Your assignment —
Go through the records below and copy out every line holding "container".

Data extracts —
········

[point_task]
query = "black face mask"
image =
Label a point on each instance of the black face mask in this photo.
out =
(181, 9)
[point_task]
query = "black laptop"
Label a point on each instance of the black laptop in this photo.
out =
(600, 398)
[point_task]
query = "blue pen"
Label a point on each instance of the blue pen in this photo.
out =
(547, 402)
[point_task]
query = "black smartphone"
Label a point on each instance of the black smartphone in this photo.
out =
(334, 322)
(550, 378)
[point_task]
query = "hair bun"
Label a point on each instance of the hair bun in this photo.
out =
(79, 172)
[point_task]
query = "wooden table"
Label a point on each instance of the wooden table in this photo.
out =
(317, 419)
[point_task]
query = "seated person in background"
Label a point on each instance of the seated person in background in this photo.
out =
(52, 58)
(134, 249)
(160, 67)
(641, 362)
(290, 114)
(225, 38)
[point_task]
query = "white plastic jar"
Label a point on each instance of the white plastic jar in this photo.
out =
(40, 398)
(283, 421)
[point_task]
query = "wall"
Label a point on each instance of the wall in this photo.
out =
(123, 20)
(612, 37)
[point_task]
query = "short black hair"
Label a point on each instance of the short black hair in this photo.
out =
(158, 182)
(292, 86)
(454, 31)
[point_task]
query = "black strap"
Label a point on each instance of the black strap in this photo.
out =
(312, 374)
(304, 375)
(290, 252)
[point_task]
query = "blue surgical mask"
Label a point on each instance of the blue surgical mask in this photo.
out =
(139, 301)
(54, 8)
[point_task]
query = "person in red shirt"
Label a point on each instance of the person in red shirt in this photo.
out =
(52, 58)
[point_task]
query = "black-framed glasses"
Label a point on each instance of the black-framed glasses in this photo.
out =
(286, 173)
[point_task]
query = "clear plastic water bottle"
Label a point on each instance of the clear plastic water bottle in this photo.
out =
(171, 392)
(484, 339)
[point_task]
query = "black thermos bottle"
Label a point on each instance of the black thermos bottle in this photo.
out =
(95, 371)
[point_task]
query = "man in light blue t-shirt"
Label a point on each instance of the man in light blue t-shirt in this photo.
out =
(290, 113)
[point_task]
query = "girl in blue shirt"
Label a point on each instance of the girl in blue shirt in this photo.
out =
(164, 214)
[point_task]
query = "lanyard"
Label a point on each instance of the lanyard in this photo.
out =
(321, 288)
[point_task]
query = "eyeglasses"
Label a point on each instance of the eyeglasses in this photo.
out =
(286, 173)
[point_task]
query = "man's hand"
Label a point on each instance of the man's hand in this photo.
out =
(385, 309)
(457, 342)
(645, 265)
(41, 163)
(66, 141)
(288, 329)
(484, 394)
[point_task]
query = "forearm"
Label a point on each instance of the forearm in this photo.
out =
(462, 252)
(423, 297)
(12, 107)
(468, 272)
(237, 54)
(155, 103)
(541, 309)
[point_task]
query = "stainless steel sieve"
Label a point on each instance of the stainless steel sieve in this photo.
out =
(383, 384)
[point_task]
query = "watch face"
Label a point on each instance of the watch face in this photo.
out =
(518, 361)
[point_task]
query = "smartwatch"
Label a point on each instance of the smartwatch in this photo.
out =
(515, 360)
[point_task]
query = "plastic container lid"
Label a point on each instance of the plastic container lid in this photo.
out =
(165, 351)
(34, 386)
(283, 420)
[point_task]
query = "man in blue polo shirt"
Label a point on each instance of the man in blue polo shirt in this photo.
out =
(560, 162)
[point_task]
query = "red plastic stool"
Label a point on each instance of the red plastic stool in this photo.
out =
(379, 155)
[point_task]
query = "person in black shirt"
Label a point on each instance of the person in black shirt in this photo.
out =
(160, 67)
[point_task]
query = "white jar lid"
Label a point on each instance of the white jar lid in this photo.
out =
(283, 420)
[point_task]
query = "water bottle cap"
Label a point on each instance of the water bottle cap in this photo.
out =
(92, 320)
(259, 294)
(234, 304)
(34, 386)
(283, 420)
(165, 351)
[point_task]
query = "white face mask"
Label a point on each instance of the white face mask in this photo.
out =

········

Answer box —
query = "plastic container lid"
Label a point on each instance of the plastic container lid in this photo.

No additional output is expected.